• _Zadanie do wykonania_: Przepisz wszystkie poniższe pozycje jako listę JSON złożoną z ciągów znaków. Każdy wiersz ma być osobnym ciągiem, a puste wiersze pomiń.

⁂

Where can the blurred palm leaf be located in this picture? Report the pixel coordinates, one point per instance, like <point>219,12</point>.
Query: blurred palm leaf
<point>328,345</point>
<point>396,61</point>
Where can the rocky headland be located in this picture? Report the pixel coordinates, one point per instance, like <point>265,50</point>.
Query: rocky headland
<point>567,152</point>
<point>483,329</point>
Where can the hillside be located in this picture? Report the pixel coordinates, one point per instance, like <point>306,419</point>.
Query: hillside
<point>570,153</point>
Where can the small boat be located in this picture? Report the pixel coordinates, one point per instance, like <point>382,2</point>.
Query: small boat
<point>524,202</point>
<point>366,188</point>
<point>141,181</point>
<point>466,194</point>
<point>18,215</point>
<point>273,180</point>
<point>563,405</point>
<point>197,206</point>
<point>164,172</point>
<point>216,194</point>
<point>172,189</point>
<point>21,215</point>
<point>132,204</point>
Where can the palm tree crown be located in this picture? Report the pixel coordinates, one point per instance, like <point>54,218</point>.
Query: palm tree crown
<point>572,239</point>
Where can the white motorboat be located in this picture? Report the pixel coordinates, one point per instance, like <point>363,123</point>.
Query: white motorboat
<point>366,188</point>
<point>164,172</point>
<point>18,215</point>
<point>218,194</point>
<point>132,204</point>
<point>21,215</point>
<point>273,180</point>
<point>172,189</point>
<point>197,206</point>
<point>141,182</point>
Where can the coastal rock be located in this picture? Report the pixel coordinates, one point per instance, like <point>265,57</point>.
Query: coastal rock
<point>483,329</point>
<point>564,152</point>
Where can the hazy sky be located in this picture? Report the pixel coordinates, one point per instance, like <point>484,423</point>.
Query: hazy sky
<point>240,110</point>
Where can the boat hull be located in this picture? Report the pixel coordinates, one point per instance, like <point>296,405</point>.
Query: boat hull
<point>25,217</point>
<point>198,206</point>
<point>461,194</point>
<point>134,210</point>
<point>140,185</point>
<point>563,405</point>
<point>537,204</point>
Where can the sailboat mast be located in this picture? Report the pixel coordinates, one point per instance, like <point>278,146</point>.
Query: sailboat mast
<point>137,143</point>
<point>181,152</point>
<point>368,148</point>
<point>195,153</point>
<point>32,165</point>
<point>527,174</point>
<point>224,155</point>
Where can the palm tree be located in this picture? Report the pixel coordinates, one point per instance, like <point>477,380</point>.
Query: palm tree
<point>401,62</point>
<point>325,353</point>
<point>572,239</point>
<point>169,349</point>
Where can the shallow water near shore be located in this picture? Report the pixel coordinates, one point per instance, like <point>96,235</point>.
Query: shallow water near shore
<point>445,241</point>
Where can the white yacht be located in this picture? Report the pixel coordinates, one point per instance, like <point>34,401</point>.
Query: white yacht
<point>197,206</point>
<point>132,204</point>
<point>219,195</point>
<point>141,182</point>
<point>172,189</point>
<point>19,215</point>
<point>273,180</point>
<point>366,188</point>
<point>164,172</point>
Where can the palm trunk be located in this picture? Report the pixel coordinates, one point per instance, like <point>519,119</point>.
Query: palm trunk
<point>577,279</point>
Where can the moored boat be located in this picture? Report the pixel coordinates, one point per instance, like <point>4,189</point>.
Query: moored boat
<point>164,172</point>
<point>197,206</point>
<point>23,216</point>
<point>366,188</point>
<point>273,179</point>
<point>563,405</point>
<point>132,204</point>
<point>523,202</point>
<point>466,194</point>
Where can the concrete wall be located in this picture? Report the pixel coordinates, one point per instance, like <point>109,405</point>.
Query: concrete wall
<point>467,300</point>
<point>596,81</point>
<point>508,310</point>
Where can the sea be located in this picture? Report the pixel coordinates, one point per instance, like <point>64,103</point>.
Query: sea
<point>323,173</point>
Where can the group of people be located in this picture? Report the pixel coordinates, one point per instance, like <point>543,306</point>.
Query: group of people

⁂

• _Wynik ćwiczenia_:
[
  "Where can the blurred palm leaf be located in this picture? Report the pixel coordinates, one point per instance, like <point>219,12</point>.",
  "Query: blurred palm leaf",
  "<point>328,345</point>",
  "<point>396,61</point>",
  "Where can the rocky headland be located in this picture? Report the pixel coordinates, one point per instance, like <point>265,50</point>.",
  "Query: rocky headland",
  "<point>567,152</point>",
  "<point>483,329</point>",
  "Where can the hillside be located in this picture? Report the pixel coordinates, one point per instance, like <point>306,419</point>.",
  "Query: hillside",
  "<point>570,153</point>",
  "Where can the small boat be located in this picture? Report the pixel coordinates, one point per instance, like <point>382,2</point>.",
  "Query: small boat",
  "<point>524,202</point>",
  "<point>366,188</point>",
  "<point>141,181</point>",
  "<point>466,194</point>",
  "<point>18,215</point>",
  "<point>273,180</point>",
  "<point>563,405</point>",
  "<point>197,206</point>",
  "<point>164,172</point>",
  "<point>216,194</point>",
  "<point>172,189</point>",
  "<point>21,215</point>",
  "<point>132,204</point>",
  "Where can the palm tree crown be located in this picture? Report the pixel coordinates, one point per instance, like <point>54,218</point>.",
  "Query: palm tree crown",
  "<point>572,239</point>",
  "Where can the white motorboat be located in this picture? Report the pixel coordinates, one point per instance, like <point>363,123</point>.",
  "Query: white motorboat",
  "<point>366,188</point>",
  "<point>164,172</point>",
  "<point>18,215</point>",
  "<point>218,194</point>",
  "<point>132,204</point>",
  "<point>21,215</point>",
  "<point>273,180</point>",
  "<point>172,189</point>",
  "<point>197,206</point>",
  "<point>141,182</point>",
  "Where can the coastal rock be located in this picture? Report the pixel coordinates, one point per instance, like <point>265,57</point>.",
  "Query: coastal rock",
  "<point>483,329</point>",
  "<point>564,152</point>",
  "Where can the hazy sky be located in this picture? Report the pixel coordinates, one point per instance, like <point>484,423</point>.",
  "Query: hazy sky",
  "<point>240,110</point>",
  "Where can the boat hull be located in this picture? Report the pixel coordinates, one point per instance, like <point>296,405</point>.",
  "Query: boat hull",
  "<point>25,217</point>",
  "<point>198,206</point>",
  "<point>461,194</point>",
  "<point>134,210</point>",
  "<point>140,185</point>",
  "<point>563,405</point>",
  "<point>537,204</point>",
  "Where can the sailboat mast be located in this picture? Report the pixel coordinates, one point per instance, like <point>278,146</point>.",
  "Query: sailboat mast",
  "<point>137,143</point>",
  "<point>181,152</point>",
  "<point>368,148</point>",
  "<point>195,153</point>",
  "<point>32,165</point>",
  "<point>527,174</point>",
  "<point>224,155</point>",
  "Where can the palm tree be located in this picture? Report the pixel coordinates, one point per instance, like <point>477,380</point>.",
  "Query: palm tree",
  "<point>401,62</point>",
  "<point>325,353</point>",
  "<point>572,239</point>",
  "<point>169,349</point>",
  "Where can the shallow water near shore be located in this picture? Report the pixel coordinates, one point per instance, like <point>96,235</point>.",
  "Query: shallow water near shore",
  "<point>445,241</point>",
  "Where can the white yacht be located in this picture? Report the pixel coordinates, one point per instance, like <point>34,401</point>.",
  "Query: white yacht",
  "<point>197,206</point>",
  "<point>132,204</point>",
  "<point>219,195</point>",
  "<point>141,182</point>",
  "<point>172,189</point>",
  "<point>19,215</point>",
  "<point>273,180</point>",
  "<point>366,188</point>",
  "<point>164,172</point>",
  "Where can the palm trunk be located in this picture? Report the pixel coordinates, one point per instance, like <point>519,119</point>.",
  "Query: palm trunk",
  "<point>577,279</point>",
  "Where can the moored boat be located in this picture? Report the pixel coordinates, one point per instance, like <point>4,189</point>.",
  "Query: moored boat",
  "<point>164,172</point>",
  "<point>197,206</point>",
  "<point>23,216</point>",
  "<point>366,188</point>",
  "<point>273,179</point>",
  "<point>563,405</point>",
  "<point>132,204</point>",
  "<point>523,202</point>",
  "<point>466,194</point>",
  "Where can the concrete wall be located in this picture? Report the pixel coordinates, one point per instance, like <point>109,405</point>.",
  "Query: concrete wall",
  "<point>467,300</point>",
  "<point>596,81</point>",
  "<point>508,310</point>",
  "Where can the sea be located in this picture? Report the pixel coordinates, one point per instance, like <point>64,103</point>.",
  "Query: sea",
  "<point>323,173</point>",
  "Where can the group of people be located in this picture? Report the pixel coordinates, one point per instance, like <point>543,306</point>.",
  "Query: group of people"
]